◆ **Brief**:
Copy out each of the following records line for line, with no changes.

====================

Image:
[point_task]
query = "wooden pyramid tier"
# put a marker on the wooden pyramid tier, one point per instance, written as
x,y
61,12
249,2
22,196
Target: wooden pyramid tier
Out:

====================

◆ **Worked solution**:
Image:
[point_task]
query = "wooden pyramid tier"
# put a marker on the wooden pyramid tier, one point per instance, written as
x,y
61,12
249,2
22,196
Target: wooden pyramid tier
Out:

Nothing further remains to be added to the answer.